*Задания:*
[1] Какую годовщину Данте Алигьери, согласно тексту о юбилеях писателей, отмечают в 2015 году?
[2] Продолжите текст о юбилеях писателей, начиная сразу после его последнего предложения.

*Выбранный текст:*
2015 год – год многочисленных юбилеев писателей мира. В этот год мы отмечаем 750 лет со дня рождения Данте Алигьери, а также юбилеи таких писателей, как У. Вордсворт (245), Я. Гримм (230), А. Ламартин (225), Г.-Х. Андерсен (210), А. Мюссе (205), М. Твен (180), А. Доде (175), Э. Золя (175), г. де Мопассан (165), Р.Л. Стивенсон (165), Э. Сетон-Томпсон (155), Р. Киплинг (150), Т. Манн (140), Э.М. Рильке (140), Л. Синклер (130), Ф. Мориак (130), А. Моруа (130), К. Чапек (125), А. Кристи (125), П. Элюар (120), А. де Сент-Экзюпери (115), Ж.-П. Сартр (110), Ч. Сноу (110), А. Миллер (100), Р. Брэдбери (95), Д. Родари (95), Ф. Саган (80).
Богат этот год и на юбилеи русских писателей. Праздничный список открывает Д. Фонвизин (270), далее идут А. Грибоедов (220), К. Рылеев (220), Баратынский (215), Д. Веневитинов (210), А. Плещеев (190), А. Фет (195), А. Апухтин (175), В. Гаршин (160), И. Анненский (160), А. Чехов (155), Куприн (145), И. Бунин (145), А. Блок (135), А. Белый (135), В. Хлебников (130), С. Черный (135), А. Грин (135), Э. Багрицкий (120), Есенин (120), а за ними – наши старшие современники – Б. Пастернак (125), М. Бахтин (120), М. Зощенко (120), М. Исаковский (115), М. Шолохов (110), Л. Кассиль (110), В. Гроссман (110), А. Твардовский (105), О. Берггольц (105), К. Симонов (100), Ю. Нагибин (95), А. Стругацкий (90), Ю. Трифонов (90), И. Бродский (75).
В Год Литературы мы так или иначе задаемся вопросами, почему мы не можем обойтись без художественной литературы, что она дает нам, человечеству и каждому человеку. Казалось бы, она не приносит нам никакой непосредственной материальной пользы, с ее помощью или при ее посредстве мы не получаем никаких новых технологий и никаких новых продуктов. Многие говорят, что она делает человека культурным, цивилизованным. Это так, но культура не сводится к одной лишь литературе. Зачем же тогда столь необходима нам именно художественная литература и связанные с ней филологические дисциплины: изучение языка, истории и теории литературы и критики? Почему человечеству в его историческом движении необходимо создавать в преобразованном виде новую, вторую реальность и пристально с помощью воображения, фантазии всматриваться в свой исторический путь и воплощать его в слове?

*Исходные записи:*
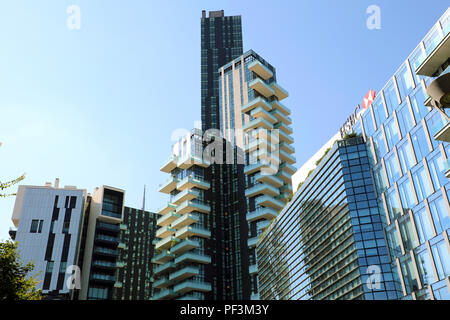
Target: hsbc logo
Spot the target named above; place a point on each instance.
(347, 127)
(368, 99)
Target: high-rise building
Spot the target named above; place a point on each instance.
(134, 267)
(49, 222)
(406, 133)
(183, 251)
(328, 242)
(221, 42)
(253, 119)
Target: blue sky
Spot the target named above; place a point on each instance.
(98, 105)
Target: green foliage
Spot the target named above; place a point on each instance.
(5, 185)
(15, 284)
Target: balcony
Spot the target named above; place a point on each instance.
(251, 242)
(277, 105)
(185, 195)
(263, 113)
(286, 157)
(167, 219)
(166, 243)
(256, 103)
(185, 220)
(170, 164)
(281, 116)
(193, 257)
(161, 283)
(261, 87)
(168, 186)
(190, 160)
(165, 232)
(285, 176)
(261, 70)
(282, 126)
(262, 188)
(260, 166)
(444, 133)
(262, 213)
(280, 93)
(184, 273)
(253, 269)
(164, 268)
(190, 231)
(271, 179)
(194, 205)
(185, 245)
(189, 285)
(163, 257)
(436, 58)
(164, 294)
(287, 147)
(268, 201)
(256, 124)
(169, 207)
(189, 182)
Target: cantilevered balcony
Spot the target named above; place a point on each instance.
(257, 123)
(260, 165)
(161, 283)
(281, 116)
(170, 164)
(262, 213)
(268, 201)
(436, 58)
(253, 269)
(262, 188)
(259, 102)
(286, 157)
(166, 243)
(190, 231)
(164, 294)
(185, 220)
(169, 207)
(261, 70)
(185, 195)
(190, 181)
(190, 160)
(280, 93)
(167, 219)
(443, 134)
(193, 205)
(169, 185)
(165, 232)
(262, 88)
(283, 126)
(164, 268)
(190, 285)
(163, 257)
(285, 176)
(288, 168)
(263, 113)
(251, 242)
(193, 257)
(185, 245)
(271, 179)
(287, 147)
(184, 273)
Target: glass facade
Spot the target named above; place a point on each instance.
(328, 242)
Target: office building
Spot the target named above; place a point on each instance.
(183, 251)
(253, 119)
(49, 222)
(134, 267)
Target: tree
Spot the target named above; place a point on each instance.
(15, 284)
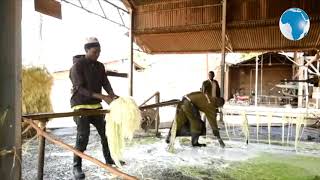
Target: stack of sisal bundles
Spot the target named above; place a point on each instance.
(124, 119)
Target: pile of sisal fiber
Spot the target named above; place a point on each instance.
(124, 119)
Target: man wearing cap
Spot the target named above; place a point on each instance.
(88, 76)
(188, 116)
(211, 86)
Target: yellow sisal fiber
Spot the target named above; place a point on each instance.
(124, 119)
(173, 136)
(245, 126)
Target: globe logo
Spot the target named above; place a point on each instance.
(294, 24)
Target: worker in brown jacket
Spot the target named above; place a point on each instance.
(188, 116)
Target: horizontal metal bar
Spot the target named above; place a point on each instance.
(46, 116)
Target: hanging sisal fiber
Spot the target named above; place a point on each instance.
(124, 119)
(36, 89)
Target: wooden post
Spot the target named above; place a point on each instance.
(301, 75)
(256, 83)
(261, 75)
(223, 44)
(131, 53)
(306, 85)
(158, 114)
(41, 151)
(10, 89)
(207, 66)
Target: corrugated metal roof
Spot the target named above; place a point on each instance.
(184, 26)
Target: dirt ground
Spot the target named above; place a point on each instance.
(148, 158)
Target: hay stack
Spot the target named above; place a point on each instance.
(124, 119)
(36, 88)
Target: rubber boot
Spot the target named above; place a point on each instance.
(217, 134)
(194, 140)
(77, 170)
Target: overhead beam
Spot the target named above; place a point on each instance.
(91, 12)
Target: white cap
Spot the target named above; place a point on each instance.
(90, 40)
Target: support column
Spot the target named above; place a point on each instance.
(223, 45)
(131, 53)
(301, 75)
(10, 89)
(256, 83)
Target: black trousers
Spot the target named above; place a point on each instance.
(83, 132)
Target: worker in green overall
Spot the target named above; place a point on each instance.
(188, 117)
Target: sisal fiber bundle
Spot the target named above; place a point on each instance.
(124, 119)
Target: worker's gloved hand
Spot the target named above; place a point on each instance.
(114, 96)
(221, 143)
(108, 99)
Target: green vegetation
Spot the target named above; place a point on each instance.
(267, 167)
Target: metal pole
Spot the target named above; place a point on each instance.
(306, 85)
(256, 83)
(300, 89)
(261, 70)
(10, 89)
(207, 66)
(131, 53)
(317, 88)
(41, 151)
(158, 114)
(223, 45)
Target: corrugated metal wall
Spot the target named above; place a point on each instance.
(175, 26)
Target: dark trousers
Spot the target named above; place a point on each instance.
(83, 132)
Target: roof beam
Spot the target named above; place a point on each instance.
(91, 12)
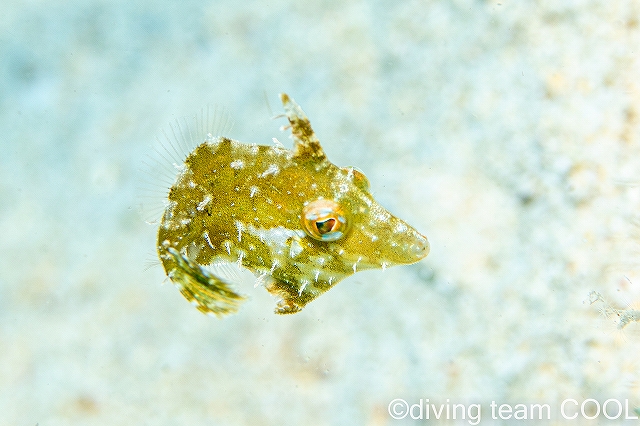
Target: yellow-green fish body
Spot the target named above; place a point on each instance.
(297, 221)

*Ответы к заданиям:*
[1] 750 лет со дня рождения.

[2]
Человечество в лице своих мыслителей, ученых, писателей давно этими вопросами озадачилось, но исчерпывающих ответов мы не получили. И вовсе не потому, что ему, человечеству недоставало разума, а вследствие бесконечного множества граней истины, составляющих подлинный ответ. И все-таки вполне удовлетворяющие идеи были высказаны. В трагедии Пушкина «Борис Годунов» царь говорит сыну Феодору: «Учись, мой сын, наука сокращает Нам опыты быстро текущей жизни…» То же самое мы можем сказать и о художественной литературе: воспроизводя заново пережитую или переживаемую жизнь, мы впитываем в себя ее законы, правила, ее исторический опыт, и наше разумное и чувственное отношение к жизни, хотим мы того или нет, становится глубже, тоньше, умнее. Животные инстинкты подвергаются окультуриванию. Нет сомнения, что человечество по сравнению с прежними веками в новое и новейшее время, несмотря на все его мерзости и пакости, далеко продвинулось в гуманистическом воспитании. Литература заставляет посмотреть на явления и события с точки зрения их смысла, разума или безумия, красоты или безобразия, нравственности или безнравственности. Эти универсальные критерии она предъявляет и ко всему человечеству, и к каждому отдельному человеку, строя свои воображаемые, по существу своему фантастические картины, «обманы», как сказали бы в старину. Тем самым в литературе неразделимы логика, нравственность, воспроизведенные под эгидой красоты, прекрасного.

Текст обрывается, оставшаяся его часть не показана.